The records below need to be set down again exactly; their images stay out.

• **Provided entries**:
**********

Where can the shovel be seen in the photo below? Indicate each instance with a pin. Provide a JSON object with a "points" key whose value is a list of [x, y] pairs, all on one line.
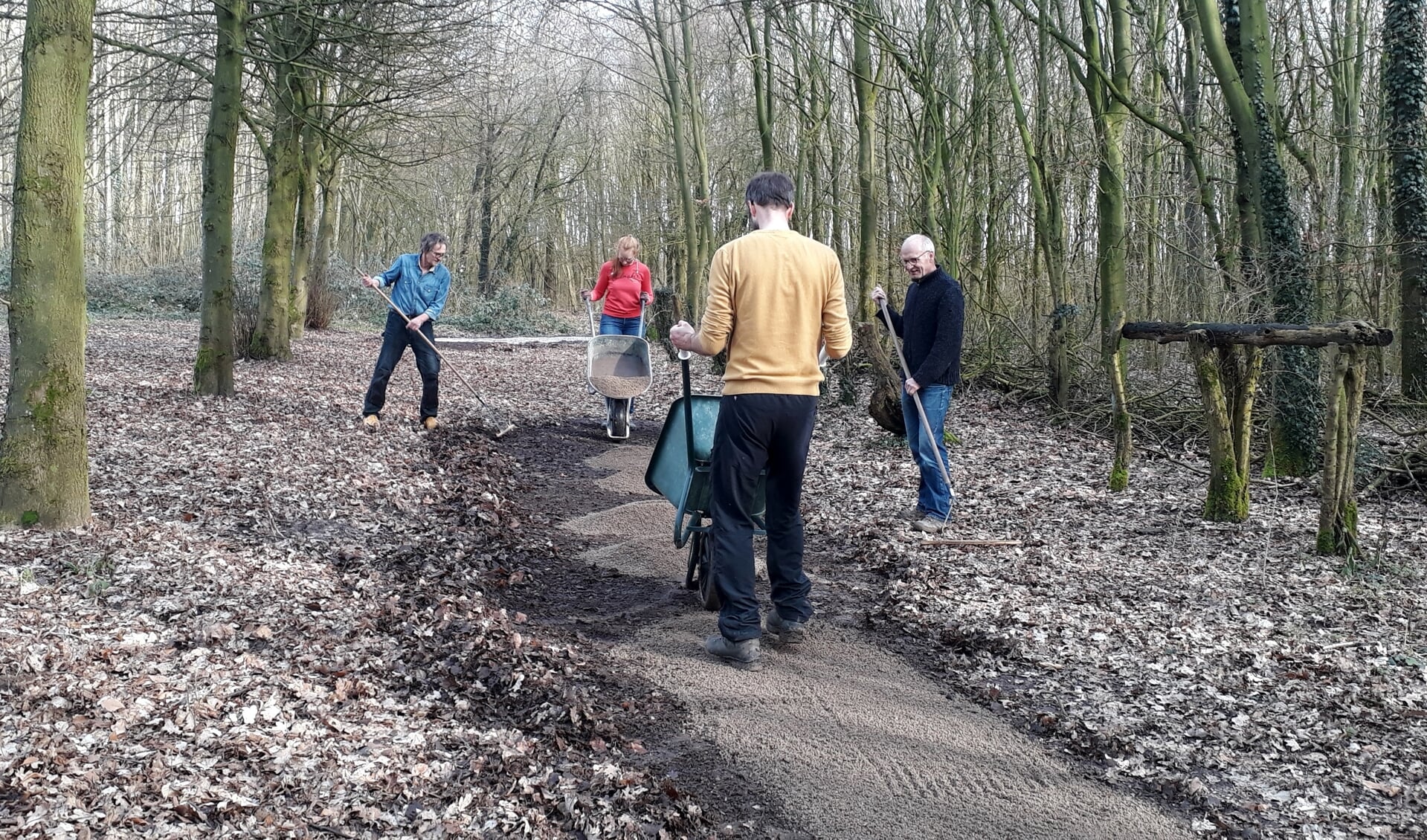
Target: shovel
{"points": [[498, 427]]}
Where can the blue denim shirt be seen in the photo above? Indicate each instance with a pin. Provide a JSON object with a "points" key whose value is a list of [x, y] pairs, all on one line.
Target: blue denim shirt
{"points": [[414, 291]]}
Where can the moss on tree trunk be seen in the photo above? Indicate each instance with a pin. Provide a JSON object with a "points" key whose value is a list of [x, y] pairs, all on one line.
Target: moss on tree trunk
{"points": [[213, 367], [43, 453], [1338, 511], [1228, 380]]}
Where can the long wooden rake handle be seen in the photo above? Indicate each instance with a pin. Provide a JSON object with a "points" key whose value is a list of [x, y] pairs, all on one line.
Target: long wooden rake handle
{"points": [[431, 344], [921, 413]]}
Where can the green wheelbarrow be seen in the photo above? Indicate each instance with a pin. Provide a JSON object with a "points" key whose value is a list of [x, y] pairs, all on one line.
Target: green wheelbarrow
{"points": [[680, 472]]}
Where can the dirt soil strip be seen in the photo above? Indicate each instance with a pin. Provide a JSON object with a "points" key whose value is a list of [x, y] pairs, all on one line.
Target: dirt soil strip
{"points": [[854, 740]]}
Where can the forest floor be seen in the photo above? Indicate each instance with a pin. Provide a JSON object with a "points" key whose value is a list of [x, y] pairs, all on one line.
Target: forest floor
{"points": [[279, 625]]}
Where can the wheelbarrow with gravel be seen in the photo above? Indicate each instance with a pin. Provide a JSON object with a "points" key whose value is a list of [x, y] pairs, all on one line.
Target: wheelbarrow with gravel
{"points": [[680, 472], [618, 369]]}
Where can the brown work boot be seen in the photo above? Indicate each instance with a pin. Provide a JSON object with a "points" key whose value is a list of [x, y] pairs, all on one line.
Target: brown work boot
{"points": [[744, 655]]}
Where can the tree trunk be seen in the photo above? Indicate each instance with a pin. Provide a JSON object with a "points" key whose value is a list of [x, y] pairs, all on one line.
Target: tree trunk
{"points": [[271, 340], [304, 239], [1109, 114], [213, 368], [1406, 105], [762, 96], [1046, 213], [1338, 511], [885, 405], [321, 297], [1242, 57], [1228, 380], [866, 97], [43, 454], [703, 251], [674, 100]]}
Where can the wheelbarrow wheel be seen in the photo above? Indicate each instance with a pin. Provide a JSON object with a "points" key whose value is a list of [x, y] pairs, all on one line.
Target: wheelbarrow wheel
{"points": [[619, 420], [701, 569]]}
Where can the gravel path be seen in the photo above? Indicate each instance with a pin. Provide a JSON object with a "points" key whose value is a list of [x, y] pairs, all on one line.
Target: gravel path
{"points": [[854, 739]]}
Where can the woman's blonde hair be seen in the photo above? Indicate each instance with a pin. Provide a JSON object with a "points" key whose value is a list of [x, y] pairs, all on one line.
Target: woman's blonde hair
{"points": [[627, 242]]}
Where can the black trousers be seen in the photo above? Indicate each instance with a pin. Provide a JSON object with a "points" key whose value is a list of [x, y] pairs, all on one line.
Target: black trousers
{"points": [[758, 431], [394, 341]]}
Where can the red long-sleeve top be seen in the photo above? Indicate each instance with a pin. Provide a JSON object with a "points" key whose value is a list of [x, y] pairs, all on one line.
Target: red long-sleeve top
{"points": [[622, 284]]}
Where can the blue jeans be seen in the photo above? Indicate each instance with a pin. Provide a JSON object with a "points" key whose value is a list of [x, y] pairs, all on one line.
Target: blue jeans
{"points": [[616, 326], [933, 497], [393, 347]]}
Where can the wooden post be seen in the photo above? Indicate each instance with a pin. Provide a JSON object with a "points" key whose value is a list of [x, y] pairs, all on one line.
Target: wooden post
{"points": [[1338, 509], [885, 405], [1228, 361], [1228, 381]]}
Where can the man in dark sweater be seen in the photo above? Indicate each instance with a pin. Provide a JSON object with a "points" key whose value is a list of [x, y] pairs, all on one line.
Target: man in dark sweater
{"points": [[931, 332]]}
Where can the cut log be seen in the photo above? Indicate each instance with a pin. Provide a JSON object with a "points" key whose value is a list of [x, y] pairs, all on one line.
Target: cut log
{"points": [[1359, 332], [885, 405]]}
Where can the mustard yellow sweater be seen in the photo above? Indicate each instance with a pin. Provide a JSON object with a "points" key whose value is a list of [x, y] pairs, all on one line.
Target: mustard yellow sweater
{"points": [[774, 296]]}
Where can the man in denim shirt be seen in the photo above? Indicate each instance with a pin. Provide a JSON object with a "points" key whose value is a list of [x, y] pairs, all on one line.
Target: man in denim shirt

**********

• **Completed exercise**:
Where can the shovel be seen in the photo below? Indicate each instance with a pin. Provide a JSON object with a "points" key whose value is a list of [x, y] pairs, all on one line.
Target: shovel
{"points": [[498, 427]]}
Where can the blue denim shirt be seen in the photo above? Indicate each instance with a pin. Provide a JSON object with a "points" key whose value is a list of [x, y] pairs, all on one line.
Target: blue denim shirt
{"points": [[414, 291]]}
Where can the moss on tree trunk be seen in the photo above? Indicate each instance with a pin. Provide a JSON object with a "points" key whose value is a list of [x, y] pairs, all on one line.
Target: moss on tree trunk
{"points": [[213, 367], [43, 453], [1338, 511], [1228, 380]]}
Where can the long wooden rake handle be seen in the photo above? Indicate each instance with a pin. Provide a JSON object with a "points" key whose value is a list of [x, y] pairs, all on one line.
Target: long wooden rake handle
{"points": [[431, 344], [921, 413]]}
Where can the green wheelbarrow be seen in the photo above? Indicate each instance with a pin. Provide a JSON object with a "points" key whose value is a list of [x, y] pairs, all on one line.
Target: green wheelbarrow
{"points": [[680, 472]]}
Where can the dirt soil strip be seen in the photo above? Indicate each instance with a pin. Provide a JSON object with a "points" key whose value is a list of [x, y] pairs, all on one line.
Target: dirt soil strip
{"points": [[854, 740]]}
Where can the forest floor be seen in the photo above? Indicate each instance with a pin. Provide a JSON object with a "points" key whose value is a list of [x, y] pairs, all on one line.
Target: forest floor
{"points": [[279, 625]]}
Where can the wheelbarrow with gravel be seen in the photo above? Indicate each instance with a pin. Provide a JSON object with a "points" key whose value is a list of [x, y] pairs, all on one line.
Target: wheelbarrow with gravel
{"points": [[680, 472], [618, 369]]}
Where can the brown work boot be seen in the photo above? Indicate each instance with a pin. Provide a JSON object with a "points" key whose value is a list of [x, y] pairs, all on one line.
Target: brown work boot
{"points": [[744, 655]]}
Where can the tree trunk be seen in the photo above? Indicate each instance with a pin. Provide a JSON object with a "points" key whose value is a list of [x, y] pairs, all on one line.
Target: tree trunk
{"points": [[271, 340], [304, 239], [1109, 114], [213, 368], [1406, 105], [762, 96], [1046, 213], [1338, 511], [885, 405], [321, 297], [1242, 57], [1228, 380], [866, 97], [43, 454], [703, 251], [674, 100]]}
Where can the wheelbarrow wheel be seen in the photo above? Indicate each instance with a pin. Provide a JSON object with a "points" key whose value is a list of [x, y] pairs, all on one line.
Target: wheelbarrow wheel
{"points": [[619, 420], [701, 569]]}
Where can the gravel path be seen in the photo above? Indicate each instance with a pin. Provide a JSON object with a "points" key whose value is a list of [x, y] pairs, all on one line.
Target: gravel path
{"points": [[854, 739]]}
Where can the woman's blonde hair be seen in the photo above? Indicate each instance with a pin. Provide a JSON object with a "points" key whose value is a list of [x, y] pairs, all on one line.
Target: woman's blonde hair
{"points": [[627, 242]]}
Where can the black trousers be seen in the photo above? Indicate each instance with a pin. Provide a JSON object with a "points" key whose value is a list of [x, y] pairs, all on one line.
Target: black trousers
{"points": [[758, 431], [394, 341]]}
Where can the red long-sleeve top be seen in the photo above? Indicate each instance with a pin. Provide a JSON object with a "points" key whose value is a list of [x, y] pairs, all on one line.
Target: red long-sleeve top
{"points": [[622, 284]]}
Where can the blue jeans be seen in the photo above? Indicate each instance with a pin. Provide a JSON object with a "points" key whose value is a list of [x, y] pairs, all on one line.
Target: blue jeans
{"points": [[616, 326], [933, 497], [393, 347]]}
Where can the wooden post be seen in the photo above? Indicate each instance with a pin. Provide a JSON object with a "points" key whose value is a list of [x, y] pairs, all on one line.
Target: wooden post
{"points": [[1338, 509], [885, 405], [1228, 361], [1228, 381]]}
Where can the man in dark sweater be seen in the photo above? Indicate each instance with a pin. Provide a JSON object with a "points" key whose value is a list of [x, y] pairs, all on one line.
Target: man in dark sweater
{"points": [[931, 332]]}
Where can the cut log be seen in the photo above? Indicate each instance with a pin. Provide a JSON object with a "points" key whose value is a list of [x, y] pairs, all on one line.
Target: cut log
{"points": [[1359, 332], [885, 405]]}
Where can the mustard yellow sweater be seen in the photo above? Indicate each instance with a pin. Provide a JSON object with a "points" key whose value is a list of [x, y] pairs, all on one line.
Target: mustard yellow sweater
{"points": [[774, 296]]}
Where can the man in denim shirt be seen in the photo above? Indicate each instance with a pin. Provide a JSON object with a "points" key whose value is a list of [x, y] pairs, all on one line.
Target: man in denim shirt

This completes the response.